» Условия задания: Выпишите, пожалуйста, все имена людей, которые встречаются в прозаических пояснениях отрывка о первой поэме Низами. Стихотворные строки не учитывайте.

» Выбранный отрывок:
════════

Хотя и замкнулось кольцо войны

И выхода нет из-за этой стены[25]И далее:

Но вижу — на всех перекрестках львы.[26]

Кинжалы, мечи у моей головы.

Не обязательно думать, что здесь речь идет о крупных военных столкновениях, может быть, имеется в виду просто небезопасность проезжих дорог для мирного населения.

Какие последствия для поэта имела отправка поэмы в Эрзинджан, мы не знаем. У историка сельджуков Ибн-Биби есть такой рассказ:

Взвешиватели серебра, что томятся по золоту,

Чекан этого дела на золото положили.

Но всякий, кто отдал за золото мысль, яркую, как день,

Взял камень, а отдал за него бесценный самоцвет.

Приступая к своей первой поэме, Низами совершенно явно собирался создать некоторую параллель к этой поэме Санаи. Он говорит:

Двух славных поэтов две книги на суд,

И обе печать Бехрамшахов несут.

Той — золото новый нам вынес рудник.

Мой жемчуг — из нового моря возник.

Эту жемчужину новым метром создала.

Об этом говорит и другой бейт (двустишие) этой же поэмы:

Создал я новые чары,.

Облик из новой формы отлил.

Однако дошедшие до нас фрагменты показывают, что уже в X веке один из бухарских поэтов пытался применить этот метр в эпосе. Возможно, что поэма его широкого распространения не подучила и Низами известна не была.

Уже в самом начале поэмы Низами резко противопоставляет себя придворным поэтам, подчеркивая, что она не может считаться произведением придворного стиля:

Хотя к этому дворцу служители

Но перед Низами стоит они смиренно:

Он — иной, а эти иные — кто такие?

Ведь я оставил их на этой стоянке,

На целый переход подале погнал коня.

Меч я сделал из алмаза,

Всем, кто следом пойдет, голову снес.

Низами усиленно подчеркивает оригинальность своего произведения:

Я слова по чужим образцам не вязал,

Что велело мне сердце, лишь то и сказал.

Он говорит о поэме:

К ее сахару — рой чужих мух не летал,

К рою мух ее — сахар чужой не пристал.

Другими словами, мысли ее свежи, их никто еще не успел использовать, и автор ни у кого своего сахара не заимствовал.

Но она не только оригинальна, она и в отношении формы стремится к новизне:

Наш способ странней — невниманье забудь,

Вчитайся — не будет он странным ничуть.

════════

» Перечень данных:
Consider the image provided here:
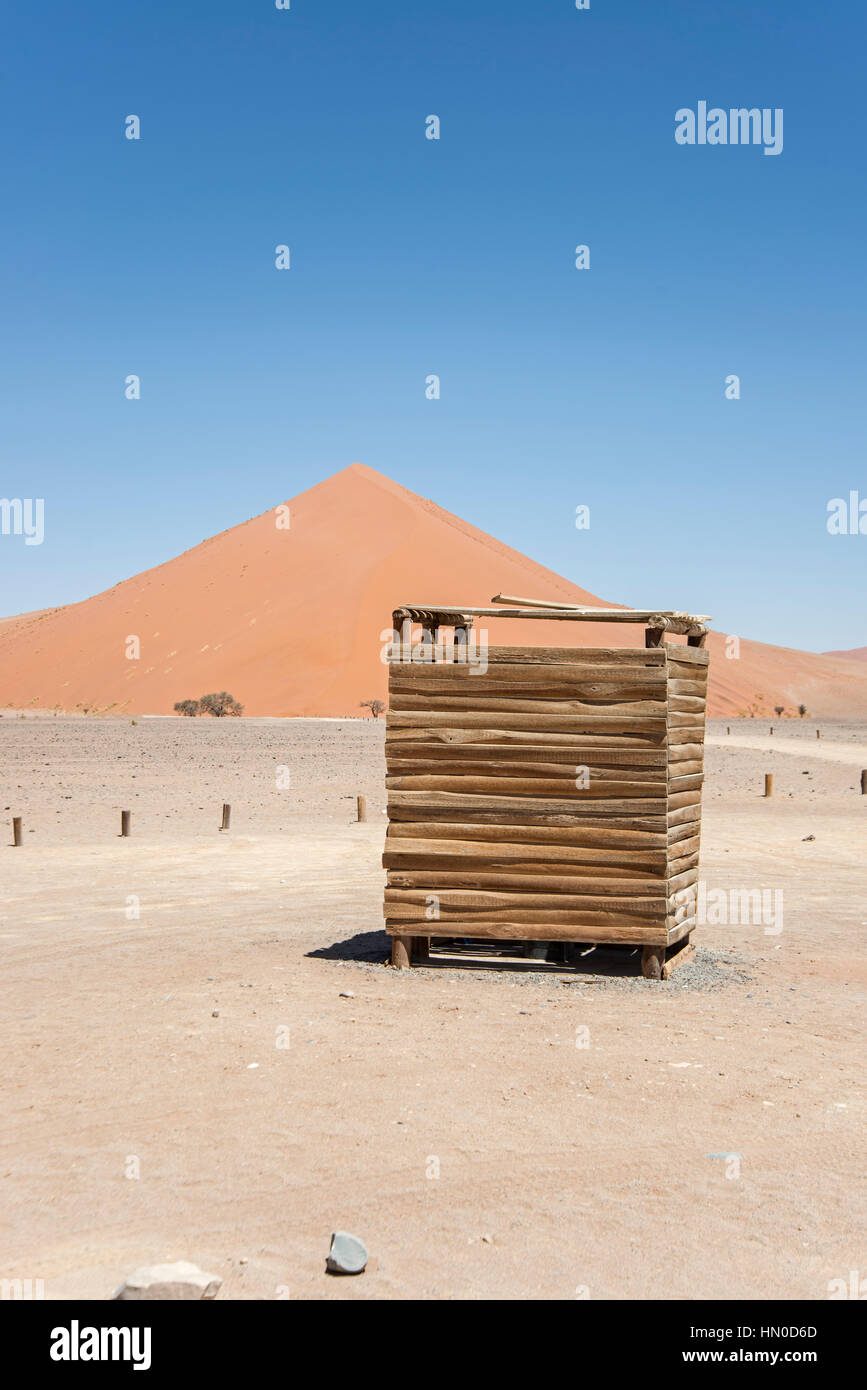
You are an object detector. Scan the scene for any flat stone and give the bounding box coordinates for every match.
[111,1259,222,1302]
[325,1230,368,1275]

════════

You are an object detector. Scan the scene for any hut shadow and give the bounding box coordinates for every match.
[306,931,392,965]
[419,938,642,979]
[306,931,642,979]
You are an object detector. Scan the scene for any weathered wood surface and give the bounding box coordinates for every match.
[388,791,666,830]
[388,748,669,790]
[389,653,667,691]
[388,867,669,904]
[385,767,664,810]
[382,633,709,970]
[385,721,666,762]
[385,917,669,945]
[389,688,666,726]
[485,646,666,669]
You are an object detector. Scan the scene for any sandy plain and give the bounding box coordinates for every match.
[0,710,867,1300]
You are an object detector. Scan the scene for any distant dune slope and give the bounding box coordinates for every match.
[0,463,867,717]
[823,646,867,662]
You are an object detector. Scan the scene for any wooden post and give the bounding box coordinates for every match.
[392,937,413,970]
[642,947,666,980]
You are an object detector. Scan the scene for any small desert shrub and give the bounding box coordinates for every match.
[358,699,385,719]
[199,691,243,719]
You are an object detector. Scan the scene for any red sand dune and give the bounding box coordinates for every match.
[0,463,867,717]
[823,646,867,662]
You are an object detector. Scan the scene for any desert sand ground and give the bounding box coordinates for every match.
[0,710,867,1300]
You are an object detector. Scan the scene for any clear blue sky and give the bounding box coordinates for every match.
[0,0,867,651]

════════

» Готовый ответ: Ибн-Биби, Низами, Санаи